* _EXERCISE PROMPT_:
In the records below, locate the line containing "box: [41, 271, 103, 302]", then extract it and all following lines exactly, ending with the last line.

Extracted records
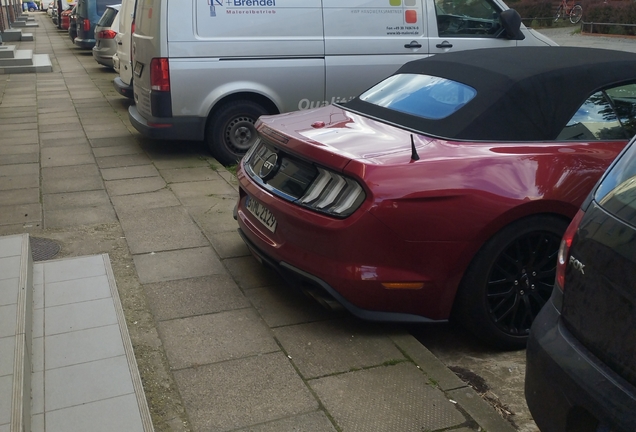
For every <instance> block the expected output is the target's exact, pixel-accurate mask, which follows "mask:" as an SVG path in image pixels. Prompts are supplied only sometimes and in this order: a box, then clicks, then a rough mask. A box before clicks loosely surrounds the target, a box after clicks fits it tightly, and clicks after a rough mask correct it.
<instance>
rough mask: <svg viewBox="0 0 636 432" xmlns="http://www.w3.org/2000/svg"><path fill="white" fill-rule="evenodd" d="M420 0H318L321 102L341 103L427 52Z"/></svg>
mask: <svg viewBox="0 0 636 432" xmlns="http://www.w3.org/2000/svg"><path fill="white" fill-rule="evenodd" d="M425 1H427V0H371V1H369V0H350V1H347V2H343V1H342V0H323V8H324V9H323V13H324V22H325V63H326V68H327V69H326V77H327V102H329V103H333V102H345V101H347V100H349V99H351V98H353V97H354V96H357V95H358V94H360V93H362V91H364V90H366V89H367V88H369V87H371V86H372V85H373V84H375V83H377V82H379V81H380V80H382V79H384V78H386V77H387V76H389V75H391V74H393V73H394V72H395V71H396V70H397V69H398V68H399V67H400V66H402V65H403V64H404V63H406V62H408V61H411V60H416V59H418V58H422V57H426V56H427V55H428V41H427V27H426V23H427V19H426V8H425V7H424V6H423V2H425ZM428 1H431V0H428Z"/></svg>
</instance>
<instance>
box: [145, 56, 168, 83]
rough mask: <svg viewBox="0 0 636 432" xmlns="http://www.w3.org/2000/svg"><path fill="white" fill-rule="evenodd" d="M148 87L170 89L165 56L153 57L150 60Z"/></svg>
mask: <svg viewBox="0 0 636 432" xmlns="http://www.w3.org/2000/svg"><path fill="white" fill-rule="evenodd" d="M150 88H151V89H152V90H157V91H170V68H169V65H168V59H167V58H154V59H152V60H151V61H150Z"/></svg>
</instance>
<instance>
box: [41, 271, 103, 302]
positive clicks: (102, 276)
mask: <svg viewBox="0 0 636 432" xmlns="http://www.w3.org/2000/svg"><path fill="white" fill-rule="evenodd" d="M60 277H64V275H60ZM110 295H111V294H110V285H109V283H108V277H107V276H106V275H105V274H102V275H98V276H89V277H84V278H81V279H72V280H64V281H59V282H47V284H46V302H45V305H46V307H52V306H62V305H66V304H71V303H79V302H85V301H91V300H100V299H105V298H109V297H110Z"/></svg>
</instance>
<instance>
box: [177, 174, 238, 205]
mask: <svg viewBox="0 0 636 432" xmlns="http://www.w3.org/2000/svg"><path fill="white" fill-rule="evenodd" d="M170 189H172V191H173V192H174V193H175V195H176V196H177V198H179V201H181V202H182V203H183V205H188V206H196V205H197V204H198V203H200V202H201V200H202V199H205V197H209V196H212V195H226V196H229V197H232V198H234V199H238V194H237V193H236V191H235V190H234V189H233V188H232V187H231V186H229V185H228V184H227V183H226V182H225V180H223V179H221V178H219V179H218V180H208V181H195V182H188V183H174V184H171V185H170Z"/></svg>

* _SOLUTION TO THIS PROBLEM_:
box: [41, 271, 103, 302]
positive clicks: (102, 276)
mask: <svg viewBox="0 0 636 432" xmlns="http://www.w3.org/2000/svg"><path fill="white" fill-rule="evenodd" d="M60 277H64V275H60ZM110 295H111V294H110V285H109V283H108V277H107V276H106V275H105V274H102V275H98V276H89V277H84V278H81V279H72V280H64V281H59V282H47V284H46V302H45V305H46V307H52V306H62V305H66V304H71V303H79V302H85V301H91V300H100V299H105V298H109V297H110Z"/></svg>
</instance>
<instance>
box: [177, 174, 238, 205]
mask: <svg viewBox="0 0 636 432" xmlns="http://www.w3.org/2000/svg"><path fill="white" fill-rule="evenodd" d="M170 189H172V191H173V192H174V193H175V195H176V196H177V198H179V201H181V202H182V203H183V205H188V206H196V205H197V204H198V203H200V202H201V200H202V199H205V197H209V196H212V195H226V196H229V197H232V198H234V199H238V194H237V193H236V191H235V190H234V189H233V188H232V187H231V186H229V185H228V184H227V183H226V182H225V180H223V179H221V178H219V179H218V180H208V181H195V182H188V183H174V184H171V185H170Z"/></svg>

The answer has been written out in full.